=== Stored rows ===
**********

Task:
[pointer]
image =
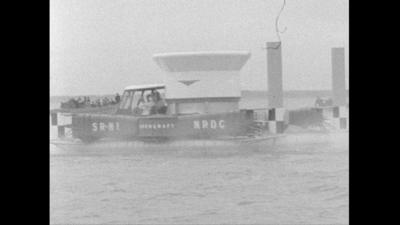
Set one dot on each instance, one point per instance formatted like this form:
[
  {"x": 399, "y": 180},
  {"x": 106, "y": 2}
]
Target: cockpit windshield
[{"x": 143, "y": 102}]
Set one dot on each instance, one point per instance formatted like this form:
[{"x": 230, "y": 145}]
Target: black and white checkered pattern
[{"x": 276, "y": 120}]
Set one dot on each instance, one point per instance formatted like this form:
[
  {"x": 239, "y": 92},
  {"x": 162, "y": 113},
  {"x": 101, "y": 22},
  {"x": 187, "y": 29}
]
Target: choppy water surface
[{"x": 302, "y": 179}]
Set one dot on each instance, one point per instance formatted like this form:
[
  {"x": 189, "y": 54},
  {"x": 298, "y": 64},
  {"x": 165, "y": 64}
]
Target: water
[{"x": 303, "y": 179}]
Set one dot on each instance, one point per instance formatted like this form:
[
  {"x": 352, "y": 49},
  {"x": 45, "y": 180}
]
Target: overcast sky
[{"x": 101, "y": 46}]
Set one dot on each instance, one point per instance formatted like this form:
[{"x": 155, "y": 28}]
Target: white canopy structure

**********

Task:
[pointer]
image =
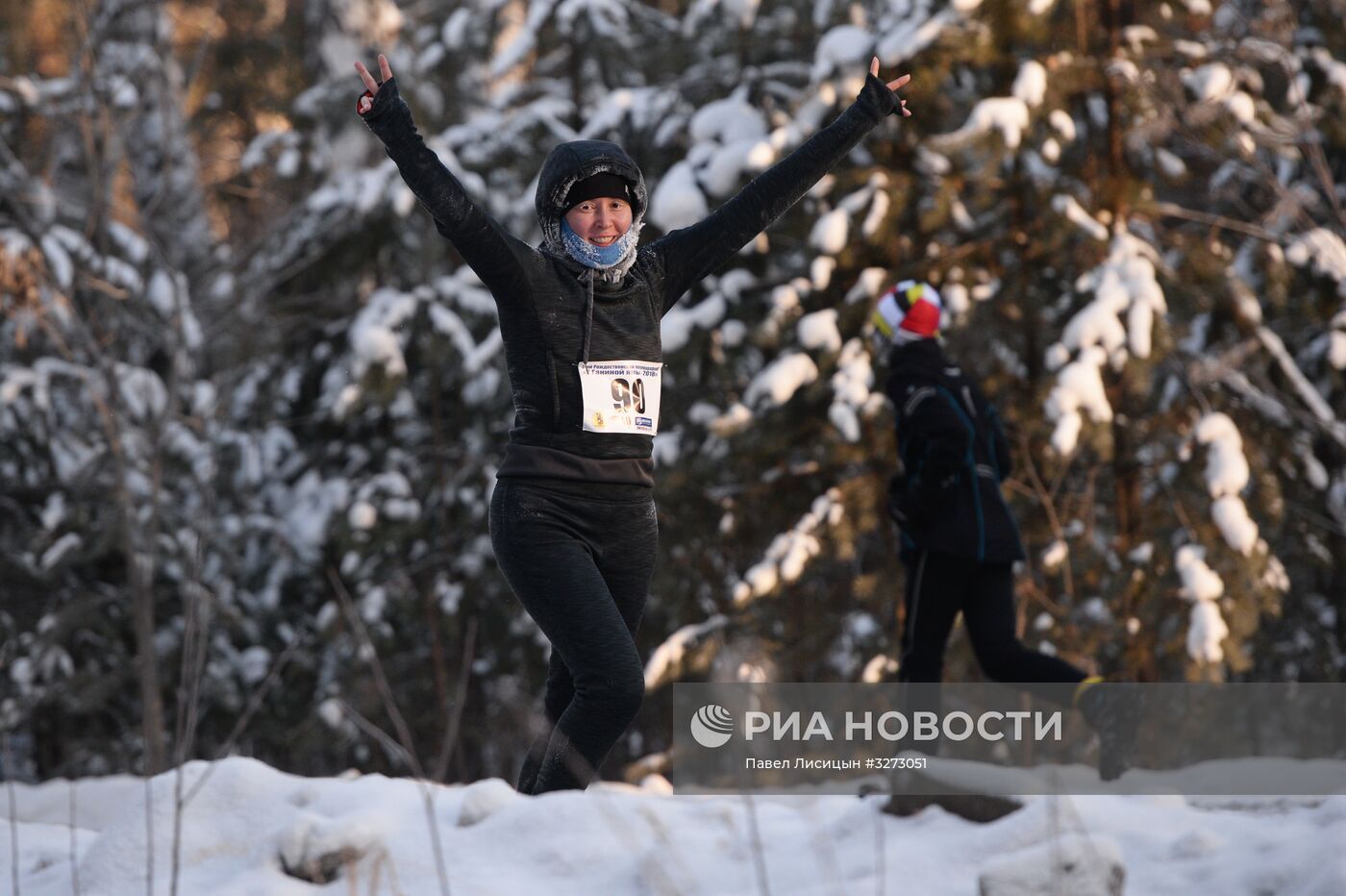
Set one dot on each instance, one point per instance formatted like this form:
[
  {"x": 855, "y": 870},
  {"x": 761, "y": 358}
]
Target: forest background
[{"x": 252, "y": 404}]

**********

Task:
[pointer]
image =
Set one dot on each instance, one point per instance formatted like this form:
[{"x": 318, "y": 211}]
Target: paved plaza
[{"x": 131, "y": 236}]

**********

=== Your task ===
Which lines in the items above contain the string "white"? Gather each of them, treating uppercase and lowercase letters as different.

=== Answer for the task ===
Target: black and white checkered pattern
Target: white canopy structure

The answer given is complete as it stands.